*Excerpt to read*.
============

Secret world of the £1 million prototypes

2018 Stuart Gallagher and Drive-My

The secret world of the £1 million prototypes. The drivers, the test centres and the priceless prototypes – we join the world of automotive testing.


THE SECRET WORLD OF CAR DEVELOPMENT

From concept to showroom-ready, we take a look at the people, the places and the prototypes behind a new performance car’s evolution.


secret world of the £1 million prototypes
secret world of the £1 million prototypes

 

THE DRIVERS

What does it take to be a factory test driver on the Nordschleife? We head to Opel’s Performance Centre to find out. Text by Bob Harper. Photography by Gus Gregory.


Sitting next to Volker Strycek for a lap of the Nordschleife is an education – he’s intimate with every bump, kerb, crest and nuance. If the name’s familiar it’s because as well as heading up Vauxhall/Opel’s performance car and motorsport division he’s an accomplished racer, too. He won the first-ever DTM championship in 1984 in a BMW 635 CSi E24, was overall winner of the Nürburgring 24 Hours in 2003 in a V8 Opel Astra and is also one of the drivers of the N24 Kissling Motorsport Opel Manta. Although racing is still part of Strycek’s life, it’s his work at the Opel Performance Car (OPC) centre at the Nürburgring that’s his priority, particularly training the next generation of engineers.

Part of the reason for our hot lap is so Strycek can demonstrate what he’s looking for in his engineers. ‘If you’re not on the limit you can’t discover or understand what the car is doing,’ he says, pitching the Insignia GSi down the hill at Breidscheid. ‘Our engineers go through extensive training at the Nordschleife to fully learn the circuit, to know where they are, which kind of bump is coming, where the braking area is, where the real turn-in points are.’

Selecting candidates often starts at the Technical University in Berlin, where Strycek has been a professor since 2006, and his latest protégé, Stefan Fiedler, was one of his students. Fiedler gained experience of working with Strycek on a Formula 3 project and at the end of his studies he approached Strycek to see if an internship would be possible. After his initial time with the company, Strycek asked Fiedler to try out for his team at the OPC.

============

*Entries*.
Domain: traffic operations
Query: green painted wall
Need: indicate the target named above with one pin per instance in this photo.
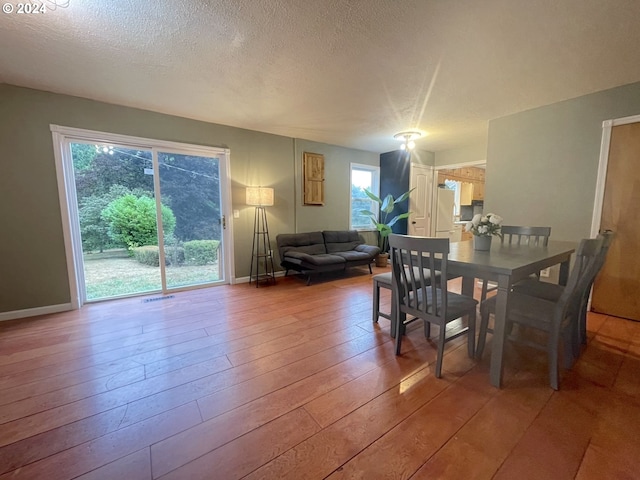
(542, 164)
(334, 214)
(33, 269)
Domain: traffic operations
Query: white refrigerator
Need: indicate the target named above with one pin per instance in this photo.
(445, 226)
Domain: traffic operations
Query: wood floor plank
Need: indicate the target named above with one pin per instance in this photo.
(401, 451)
(248, 452)
(136, 466)
(88, 456)
(323, 453)
(223, 424)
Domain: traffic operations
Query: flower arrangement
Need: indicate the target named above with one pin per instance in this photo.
(485, 225)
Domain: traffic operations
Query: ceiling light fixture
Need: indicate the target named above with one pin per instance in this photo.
(408, 138)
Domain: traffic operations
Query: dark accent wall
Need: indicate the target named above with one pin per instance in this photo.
(395, 168)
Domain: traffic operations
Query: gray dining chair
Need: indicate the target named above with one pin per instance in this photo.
(553, 291)
(425, 298)
(518, 235)
(384, 280)
(559, 318)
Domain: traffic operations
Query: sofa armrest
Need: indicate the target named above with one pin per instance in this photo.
(368, 249)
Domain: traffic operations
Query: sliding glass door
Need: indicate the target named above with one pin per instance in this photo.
(193, 240)
(143, 217)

============

Reproduce the full article on automotive prototype testing without any changes, from its title through its final sentence.

Secret world of the £1 million prototypes

2018 Stuart Gallagher and Drive-My

The secret world of the £1 million prototypes. The drivers, the test centres and the priceless prototypes – we join the world of automotive testing.


THE SECRET WORLD OF CAR DEVELOPMENT

From concept to showroom-ready, we take a look at the people, the places and the prototypes behind a new performance car’s evolution.


secret world of the £1 million prototypes
secret world of the £1 million prototypes

 

THE DRIVERS

What does it take to be a factory test driver on the Nordschleife? We head to Opel’s Performance Centre to find out. Text by Bob Harper. Photography by Gus Gregory.


Sitting next to Volker Strycek for a lap of the Nordschleife is an education – he’s intimate with every bump, kerb, crest and nuance. If the name’s familiar it’s because as well as heading up Vauxhall/Opel’s performance car and motorsport division he’s an accomplished racer, too. He won the first-ever DTM championship in 1984 in a BMW 635 CSi E24, was overall winner of the Nürburgring 24 Hours in 2003 in a V8 Opel Astra and is also one of the drivers of the N24 Kissling Motorsport Opel Manta. Although racing is still part of Strycek’s life, it’s his work at the Opel Performance Car (OPC) centre at the Nürburgring that’s his priority, particularly training the next generation of engineers.

Part of the reason for our hot lap is so Strycek can demonstrate what he’s looking for in his engineers. ‘If you’re not on the limit you can’t discover or understand what the car is doing,’ he says, pitching the Insignia GSi down the hill at Breidscheid. ‘Our engineers go through extensive training at the Nordschleife to fully learn the circuit, to know where they are, which kind of bump is coming, where the braking area is, where the real turn-in points are.’

Selecting candidates often starts at the Technical University in Berlin, where Strycek has been a professor since 2006, and his latest protégé, Stefan Fiedler, was one of his students. Fiedler gained experience of working with Strycek on a Formula 3 project and at the end of his studies he approached Strycek to see if an internship would be possible. After his initial time with the company, Strycek asked Fiedler to try out for his team at the OPC.